**Exercise requirements:**
Report how many lines of the following entries include the string "below"; respond with the number alone.

**Data under study:**
===
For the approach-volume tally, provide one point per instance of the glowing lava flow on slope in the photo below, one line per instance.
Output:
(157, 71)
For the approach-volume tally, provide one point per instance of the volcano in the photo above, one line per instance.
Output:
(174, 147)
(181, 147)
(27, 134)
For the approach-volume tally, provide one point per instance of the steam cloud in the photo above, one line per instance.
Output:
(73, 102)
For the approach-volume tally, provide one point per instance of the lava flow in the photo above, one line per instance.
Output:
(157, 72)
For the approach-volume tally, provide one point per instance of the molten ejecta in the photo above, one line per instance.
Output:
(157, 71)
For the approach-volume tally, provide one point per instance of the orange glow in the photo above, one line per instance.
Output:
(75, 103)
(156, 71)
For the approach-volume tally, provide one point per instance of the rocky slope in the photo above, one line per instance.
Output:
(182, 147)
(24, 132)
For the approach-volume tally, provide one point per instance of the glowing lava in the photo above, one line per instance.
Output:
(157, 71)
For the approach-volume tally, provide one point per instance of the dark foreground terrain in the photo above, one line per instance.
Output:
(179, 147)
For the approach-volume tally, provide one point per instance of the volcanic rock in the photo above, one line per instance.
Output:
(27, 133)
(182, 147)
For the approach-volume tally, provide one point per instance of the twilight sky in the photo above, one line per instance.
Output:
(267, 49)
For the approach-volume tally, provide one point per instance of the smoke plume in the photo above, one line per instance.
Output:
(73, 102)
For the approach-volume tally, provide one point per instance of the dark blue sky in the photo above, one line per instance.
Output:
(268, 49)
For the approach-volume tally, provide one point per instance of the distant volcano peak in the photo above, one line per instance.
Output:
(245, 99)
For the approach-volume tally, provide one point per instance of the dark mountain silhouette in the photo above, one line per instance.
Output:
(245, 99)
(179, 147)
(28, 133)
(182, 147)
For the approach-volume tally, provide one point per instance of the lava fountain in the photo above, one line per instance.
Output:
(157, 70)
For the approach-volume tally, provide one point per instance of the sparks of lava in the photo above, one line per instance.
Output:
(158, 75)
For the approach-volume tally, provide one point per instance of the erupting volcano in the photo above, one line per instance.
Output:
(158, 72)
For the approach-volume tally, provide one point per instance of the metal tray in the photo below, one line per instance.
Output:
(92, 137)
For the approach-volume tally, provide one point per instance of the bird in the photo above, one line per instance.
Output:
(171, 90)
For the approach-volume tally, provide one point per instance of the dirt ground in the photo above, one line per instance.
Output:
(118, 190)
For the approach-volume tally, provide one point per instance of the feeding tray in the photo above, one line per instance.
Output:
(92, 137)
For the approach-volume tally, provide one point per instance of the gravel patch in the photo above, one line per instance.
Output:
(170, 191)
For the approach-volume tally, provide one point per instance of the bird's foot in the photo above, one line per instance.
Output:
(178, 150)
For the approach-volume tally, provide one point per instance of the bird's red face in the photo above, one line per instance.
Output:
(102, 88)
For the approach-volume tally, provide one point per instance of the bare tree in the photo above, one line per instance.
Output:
===
**Finished task:**
2